## START Listed records

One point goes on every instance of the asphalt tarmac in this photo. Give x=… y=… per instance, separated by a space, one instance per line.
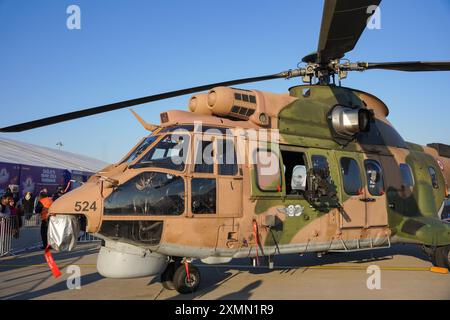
x=404 y=274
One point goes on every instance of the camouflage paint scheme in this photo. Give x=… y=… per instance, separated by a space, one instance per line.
x=346 y=223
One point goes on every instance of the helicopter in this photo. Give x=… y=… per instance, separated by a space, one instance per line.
x=252 y=174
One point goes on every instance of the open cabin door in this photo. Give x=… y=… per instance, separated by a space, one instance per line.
x=375 y=191
x=353 y=212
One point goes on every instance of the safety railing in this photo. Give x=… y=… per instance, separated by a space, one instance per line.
x=7 y=225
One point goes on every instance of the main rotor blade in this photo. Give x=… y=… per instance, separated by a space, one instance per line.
x=133 y=102
x=411 y=66
x=343 y=22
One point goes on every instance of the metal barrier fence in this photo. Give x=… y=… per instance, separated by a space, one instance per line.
x=87 y=237
x=7 y=225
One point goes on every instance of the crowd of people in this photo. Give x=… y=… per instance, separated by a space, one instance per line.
x=16 y=208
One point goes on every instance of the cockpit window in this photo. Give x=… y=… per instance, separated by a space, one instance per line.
x=169 y=153
x=144 y=145
x=148 y=194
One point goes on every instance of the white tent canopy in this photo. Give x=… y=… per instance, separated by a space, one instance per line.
x=18 y=152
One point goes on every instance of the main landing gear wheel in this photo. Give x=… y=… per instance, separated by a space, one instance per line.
x=167 y=276
x=184 y=284
x=441 y=257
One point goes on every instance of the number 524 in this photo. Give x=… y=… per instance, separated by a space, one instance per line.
x=85 y=206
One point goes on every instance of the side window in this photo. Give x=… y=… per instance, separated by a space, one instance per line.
x=203 y=196
x=407 y=177
x=226 y=157
x=351 y=176
x=268 y=175
x=294 y=172
x=434 y=180
x=204 y=156
x=374 y=175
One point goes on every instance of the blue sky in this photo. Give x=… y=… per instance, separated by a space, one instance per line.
x=134 y=48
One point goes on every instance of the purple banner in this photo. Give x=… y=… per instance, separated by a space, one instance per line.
x=34 y=179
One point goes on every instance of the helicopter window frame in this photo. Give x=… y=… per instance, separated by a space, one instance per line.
x=226 y=141
x=138 y=162
x=199 y=139
x=407 y=175
x=345 y=181
x=126 y=158
x=144 y=186
x=193 y=195
x=434 y=177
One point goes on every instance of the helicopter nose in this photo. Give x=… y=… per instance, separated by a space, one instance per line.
x=67 y=213
x=83 y=201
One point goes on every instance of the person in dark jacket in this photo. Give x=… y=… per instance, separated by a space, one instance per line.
x=42 y=207
x=27 y=204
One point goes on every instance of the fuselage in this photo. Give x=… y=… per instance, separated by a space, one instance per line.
x=269 y=175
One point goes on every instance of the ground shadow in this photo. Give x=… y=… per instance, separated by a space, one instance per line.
x=60 y=286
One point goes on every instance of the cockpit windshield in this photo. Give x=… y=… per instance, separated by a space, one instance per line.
x=137 y=152
x=169 y=153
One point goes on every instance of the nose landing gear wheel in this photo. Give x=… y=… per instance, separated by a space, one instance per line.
x=184 y=284
x=167 y=276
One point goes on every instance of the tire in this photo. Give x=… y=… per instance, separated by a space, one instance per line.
x=442 y=257
x=167 y=276
x=180 y=279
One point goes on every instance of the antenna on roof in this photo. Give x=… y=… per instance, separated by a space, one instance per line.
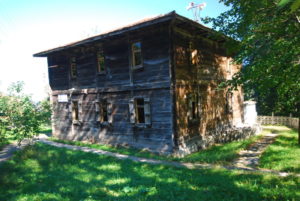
x=196 y=8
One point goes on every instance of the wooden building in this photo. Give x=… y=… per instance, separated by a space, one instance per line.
x=149 y=85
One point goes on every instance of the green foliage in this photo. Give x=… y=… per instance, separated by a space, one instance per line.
x=20 y=117
x=42 y=172
x=269 y=49
x=283 y=154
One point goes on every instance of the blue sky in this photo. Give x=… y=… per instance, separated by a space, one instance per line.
x=30 y=26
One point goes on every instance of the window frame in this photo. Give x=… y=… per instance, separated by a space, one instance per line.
x=229 y=102
x=73 y=67
x=194 y=107
x=101 y=109
x=133 y=55
x=98 y=54
x=134 y=113
x=76 y=112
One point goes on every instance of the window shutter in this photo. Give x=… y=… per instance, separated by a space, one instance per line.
x=132 y=111
x=147 y=111
x=80 y=111
x=109 y=112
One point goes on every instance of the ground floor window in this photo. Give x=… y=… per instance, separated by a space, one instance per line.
x=194 y=106
x=75 y=110
x=102 y=111
x=139 y=109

## END Listed records

Prompt:
Every line of the material is to be quoted exactly, with no pictures carried over.

Answer below:
One point goes on every instance of the asphalt tarmac in this photo. Give x=… y=… per instance, separated by a space, one instance per line.
x=404 y=274
One point goes on every instance of the camouflage paint scheme in this photo. Give x=… y=… per instance, separated by a space, one instance per line.
x=346 y=223
One point goes on every instance of the helicopter in this photo. Give x=… y=… per instance, separated by a space, one instance per line.
x=252 y=174
One point goes on every instance of the open cabin door in this photo. Give x=… y=… per instance, separated by a space, one instance per line.
x=375 y=191
x=353 y=212
One point goes on every instance of the safety railing in this photo. Give x=… y=… per instance, separated by a space, one instance per line.
x=7 y=225
One point goes on every instance of the main rotor blade in this photo. Give x=… y=… per instance, separated by a space, one instance per line.
x=133 y=102
x=411 y=66
x=343 y=22
One point goes on every instance of the metal barrier fence in this photo. Give x=… y=… per instance, separated by a space, one instance per line.
x=87 y=237
x=7 y=225
One point goes on every instance of the crowd of people in this photo. Give x=… y=… per instance, separated by a space, one instance per line.
x=16 y=208
One point goes on every instance of the cockpit window in this photo. Give x=… y=… per instance, separated by a space, one instance per line.
x=169 y=153
x=144 y=145
x=148 y=194
One point goes on every instance of the white tent canopy in this photo. Give x=… y=… per instance, separated by a space, one instance per line.
x=18 y=152
One point goes on every instance of the main landing gear wheel in this photo. Give x=… y=… per instance, separated by a space, one instance per line.
x=167 y=276
x=184 y=284
x=441 y=257
One point goes on every instance of the number 524 in this photo. Give x=… y=… per instance, separated by a space, one instance per line.
x=85 y=206
One point goes on every instance of the side window in this photo. Give x=… y=… per instance, separated by a space, one instance per line.
x=203 y=196
x=407 y=177
x=226 y=157
x=351 y=176
x=268 y=175
x=294 y=172
x=434 y=180
x=204 y=156
x=374 y=175
One point goes on every instance of the blue sky in this photo. Give x=… y=… per instance, separated by a space, one instance per line.
x=134 y=48
One point goes on every instance of the purple banner in this photo. Give x=… y=… per instance, separated by a space, one instance per line.
x=34 y=179
One point goes on every instance of the helicopter window frame in this photo. Give x=… y=… per instance, separated by a space, one instance per line.
x=226 y=141
x=138 y=162
x=199 y=139
x=407 y=175
x=345 y=181
x=126 y=158
x=144 y=186
x=193 y=195
x=434 y=177
One point goes on every instance of the helicopter nose in this photo. Give x=… y=… per instance, separated by a space, one instance per line.
x=67 y=213
x=83 y=201
One point goes on every instance of the person in dark jacket in this photo. Give x=… y=… per instance, separated by a space, one instance per line.
x=42 y=207
x=27 y=204
One point goes on every instance of the fuselage in this photo. Give x=… y=… per instance, separated by a space, one instance per line.
x=269 y=175
One point goes on every instance of the ground shadow in this photo. Give x=… y=… per instance, separated by a space, one instance per line.
x=60 y=286
One point goes on every instance of the cockpit windshield in this photo. Give x=… y=… per instance, separated by a space, one instance per line.
x=137 y=152
x=169 y=153
One point goes on every instance of the nose landing gear wheel in this photo. Give x=… y=… per instance, separated by a space, one instance per line.
x=184 y=284
x=167 y=276
One point goes on every instance of the tire in this photo. Give x=… y=… per instance, separated by a space, one instance per line.
x=442 y=257
x=167 y=276
x=180 y=279
One point goes on every instance of the antenna on roof in this photo. Give x=… y=… per instance, separated by a space, one instance per line.
x=196 y=8
One point goes on every instance of the wooden building in this photo. Give x=… y=… per instance, separated by a space, one instance per line.
x=149 y=85
One point goes on every instance of the green foliage in this photo. Give x=… y=… per instance, separated by a space, one instance per line.
x=20 y=117
x=42 y=172
x=269 y=49
x=283 y=154
One point goes on every instance of the blue sky in this photo. Give x=… y=… per instance, separated by a space, one instance per line.
x=30 y=26
One point goes on every instance of the window frame in this photo. Give x=… y=… per instance, separated by a space, one instance per line.
x=229 y=102
x=73 y=67
x=194 y=107
x=101 y=109
x=133 y=55
x=98 y=54
x=134 y=113
x=76 y=112
One point goes on every instance of the window shutter in this photo. Give x=… y=… per instance, separated by a space, one instance per line.
x=132 y=111
x=147 y=111
x=80 y=111
x=109 y=112
One point goes on every instance of the ground floor window in this photo. Give x=… y=… per instance, separated by a space, one instance per line.
x=194 y=106
x=75 y=110
x=102 y=111
x=139 y=109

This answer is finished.